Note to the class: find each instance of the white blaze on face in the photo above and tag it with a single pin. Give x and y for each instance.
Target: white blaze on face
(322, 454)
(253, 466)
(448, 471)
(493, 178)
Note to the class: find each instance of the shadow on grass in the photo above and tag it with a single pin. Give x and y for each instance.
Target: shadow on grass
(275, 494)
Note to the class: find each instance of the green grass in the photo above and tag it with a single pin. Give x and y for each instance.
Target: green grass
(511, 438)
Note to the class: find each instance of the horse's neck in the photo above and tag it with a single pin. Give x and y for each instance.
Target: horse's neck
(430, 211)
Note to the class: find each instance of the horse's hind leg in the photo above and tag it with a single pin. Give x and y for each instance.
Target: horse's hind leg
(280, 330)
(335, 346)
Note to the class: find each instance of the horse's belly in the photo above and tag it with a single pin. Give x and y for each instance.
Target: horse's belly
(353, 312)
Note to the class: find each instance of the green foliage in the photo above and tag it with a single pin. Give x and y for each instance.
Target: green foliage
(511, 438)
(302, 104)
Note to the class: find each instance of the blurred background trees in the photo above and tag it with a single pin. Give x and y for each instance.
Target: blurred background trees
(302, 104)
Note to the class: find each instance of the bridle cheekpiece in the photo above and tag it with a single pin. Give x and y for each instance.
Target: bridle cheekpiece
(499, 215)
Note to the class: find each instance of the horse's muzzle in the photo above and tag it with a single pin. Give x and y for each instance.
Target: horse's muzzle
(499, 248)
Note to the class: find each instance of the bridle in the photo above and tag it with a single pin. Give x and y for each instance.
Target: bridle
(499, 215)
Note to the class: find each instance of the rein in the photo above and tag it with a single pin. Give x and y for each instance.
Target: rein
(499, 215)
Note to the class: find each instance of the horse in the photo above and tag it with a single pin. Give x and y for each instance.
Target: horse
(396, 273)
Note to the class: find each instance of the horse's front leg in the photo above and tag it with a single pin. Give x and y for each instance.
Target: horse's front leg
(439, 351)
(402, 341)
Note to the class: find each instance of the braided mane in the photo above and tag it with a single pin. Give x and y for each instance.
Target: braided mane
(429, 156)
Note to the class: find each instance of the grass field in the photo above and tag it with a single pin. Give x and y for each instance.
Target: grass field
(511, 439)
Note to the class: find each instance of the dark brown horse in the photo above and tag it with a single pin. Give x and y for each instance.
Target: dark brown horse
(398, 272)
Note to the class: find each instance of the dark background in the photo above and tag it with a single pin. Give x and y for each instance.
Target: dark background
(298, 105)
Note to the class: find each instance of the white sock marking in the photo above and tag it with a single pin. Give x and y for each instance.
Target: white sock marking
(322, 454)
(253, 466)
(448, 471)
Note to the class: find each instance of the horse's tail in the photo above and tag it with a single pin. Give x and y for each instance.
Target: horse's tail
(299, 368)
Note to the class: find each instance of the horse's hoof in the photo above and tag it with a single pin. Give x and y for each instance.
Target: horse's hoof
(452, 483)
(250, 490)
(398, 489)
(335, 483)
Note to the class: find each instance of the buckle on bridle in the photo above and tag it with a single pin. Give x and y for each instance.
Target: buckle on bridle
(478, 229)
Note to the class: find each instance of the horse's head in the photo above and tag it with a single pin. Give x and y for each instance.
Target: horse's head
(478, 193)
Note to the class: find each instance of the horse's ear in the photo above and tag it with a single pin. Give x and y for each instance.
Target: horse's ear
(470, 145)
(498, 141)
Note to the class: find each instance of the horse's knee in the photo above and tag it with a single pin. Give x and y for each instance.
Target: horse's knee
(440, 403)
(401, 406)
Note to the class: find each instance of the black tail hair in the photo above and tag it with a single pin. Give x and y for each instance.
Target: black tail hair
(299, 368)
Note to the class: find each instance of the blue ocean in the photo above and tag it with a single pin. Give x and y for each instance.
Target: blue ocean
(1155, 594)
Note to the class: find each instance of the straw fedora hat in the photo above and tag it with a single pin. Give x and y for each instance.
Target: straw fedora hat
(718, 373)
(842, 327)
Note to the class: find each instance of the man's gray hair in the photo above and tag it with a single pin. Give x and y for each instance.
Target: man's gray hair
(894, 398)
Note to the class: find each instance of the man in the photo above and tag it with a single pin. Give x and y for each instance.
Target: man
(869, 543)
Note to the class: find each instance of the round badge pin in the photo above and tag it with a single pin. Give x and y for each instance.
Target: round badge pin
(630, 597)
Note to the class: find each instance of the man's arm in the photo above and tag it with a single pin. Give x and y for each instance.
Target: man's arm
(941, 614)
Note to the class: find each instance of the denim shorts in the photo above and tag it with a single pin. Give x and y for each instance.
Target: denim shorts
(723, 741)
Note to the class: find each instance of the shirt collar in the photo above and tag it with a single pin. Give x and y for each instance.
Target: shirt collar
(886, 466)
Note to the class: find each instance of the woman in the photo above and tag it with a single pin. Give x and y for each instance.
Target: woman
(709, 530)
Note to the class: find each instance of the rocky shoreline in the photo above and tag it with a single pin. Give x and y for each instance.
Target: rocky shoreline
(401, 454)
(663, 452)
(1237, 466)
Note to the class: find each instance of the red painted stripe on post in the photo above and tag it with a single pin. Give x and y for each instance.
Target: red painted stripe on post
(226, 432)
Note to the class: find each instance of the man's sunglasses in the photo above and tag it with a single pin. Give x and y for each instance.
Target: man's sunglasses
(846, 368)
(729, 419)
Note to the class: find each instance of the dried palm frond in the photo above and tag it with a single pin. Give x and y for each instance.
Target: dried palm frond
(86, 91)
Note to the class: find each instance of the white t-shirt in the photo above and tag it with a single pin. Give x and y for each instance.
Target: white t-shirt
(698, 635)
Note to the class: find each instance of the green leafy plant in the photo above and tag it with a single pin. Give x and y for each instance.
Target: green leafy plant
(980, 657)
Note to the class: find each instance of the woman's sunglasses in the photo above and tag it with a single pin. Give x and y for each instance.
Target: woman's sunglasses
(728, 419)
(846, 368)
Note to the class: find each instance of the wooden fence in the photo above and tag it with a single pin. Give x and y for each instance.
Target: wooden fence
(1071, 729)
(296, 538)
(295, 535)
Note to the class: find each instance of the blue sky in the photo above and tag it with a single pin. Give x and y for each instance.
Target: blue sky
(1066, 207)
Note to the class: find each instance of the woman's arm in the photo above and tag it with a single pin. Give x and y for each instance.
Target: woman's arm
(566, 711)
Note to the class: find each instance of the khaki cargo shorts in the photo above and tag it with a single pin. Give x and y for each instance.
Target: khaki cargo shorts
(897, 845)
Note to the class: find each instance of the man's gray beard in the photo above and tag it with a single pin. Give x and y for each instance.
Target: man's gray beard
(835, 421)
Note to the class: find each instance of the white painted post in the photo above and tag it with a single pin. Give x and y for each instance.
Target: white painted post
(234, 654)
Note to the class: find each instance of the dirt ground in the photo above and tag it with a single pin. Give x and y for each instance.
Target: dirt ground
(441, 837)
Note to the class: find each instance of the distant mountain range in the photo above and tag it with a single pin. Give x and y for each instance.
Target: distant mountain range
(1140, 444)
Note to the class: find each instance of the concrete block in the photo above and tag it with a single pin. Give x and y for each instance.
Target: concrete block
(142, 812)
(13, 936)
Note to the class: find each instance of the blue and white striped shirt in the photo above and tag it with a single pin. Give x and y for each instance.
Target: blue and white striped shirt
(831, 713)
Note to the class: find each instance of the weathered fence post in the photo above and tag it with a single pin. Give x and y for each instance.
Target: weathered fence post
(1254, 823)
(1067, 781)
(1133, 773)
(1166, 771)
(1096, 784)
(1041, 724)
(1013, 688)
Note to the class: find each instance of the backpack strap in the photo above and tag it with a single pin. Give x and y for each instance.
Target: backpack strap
----------------------------------------
» Your objective: Go over the data and return every line that includes the word "backpack".

» Answer to this problem:
Note to the class: find each instance of the backpack strap in the photo above and tag it with a single pin. Give x and y for each instance.
Target: backpack strap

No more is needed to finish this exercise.